Excerpt from a dataset:
════════════════════

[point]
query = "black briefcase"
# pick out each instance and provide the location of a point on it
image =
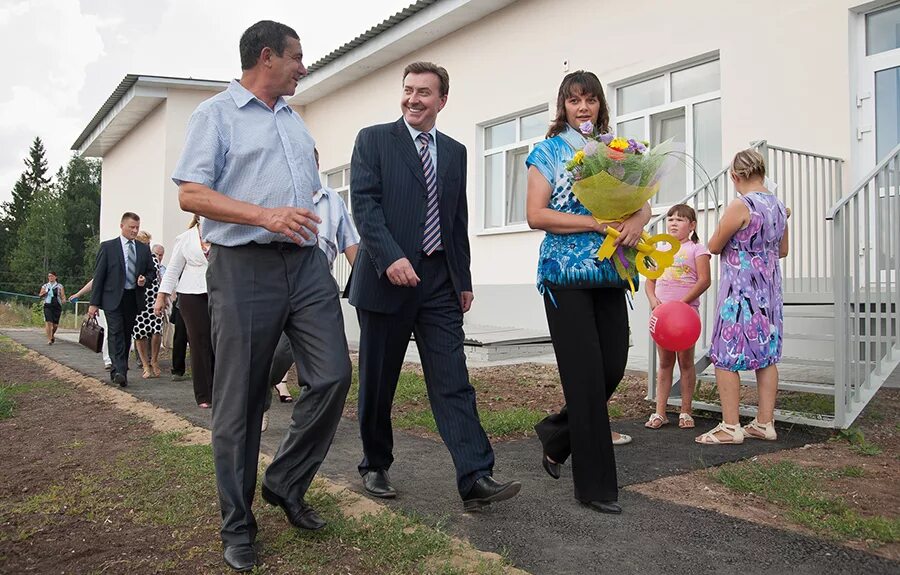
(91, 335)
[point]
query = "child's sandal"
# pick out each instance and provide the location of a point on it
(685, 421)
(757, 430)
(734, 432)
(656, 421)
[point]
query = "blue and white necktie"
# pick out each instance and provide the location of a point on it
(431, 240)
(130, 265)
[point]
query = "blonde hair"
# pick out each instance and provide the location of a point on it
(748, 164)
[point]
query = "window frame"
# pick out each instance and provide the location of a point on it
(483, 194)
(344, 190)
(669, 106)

════════════════════

Written request:
Lay out every line of the entries above as a JSON list of strings, one string per line, with blank lines skipped and the picture left out.

Solution for this task:
[
  "[point]",
  "query = \"black briefcase\"",
  "# pick out each instance and provide the location of a point on it",
  "image =",
  "(91, 335)",
  "[point]",
  "query = \"child's sandal\"",
  "# pick out each instance and provide the location of a point on it",
  "(685, 421)",
  "(757, 430)",
  "(734, 432)",
  "(656, 421)",
  "[point]",
  "query = \"blue and white necktie\"",
  "# pick out each instance and provide the location of a point on it",
  "(431, 240)",
  "(130, 265)",
  "[point]",
  "query = \"blonde hair\"",
  "# pick out each instance and provide the location of a point on it",
  "(748, 164)",
  "[point]",
  "query = \"window frame\"",
  "# pick out each instance and provide the location of a point on it",
  "(483, 194)",
  "(344, 190)",
  "(669, 106)"
]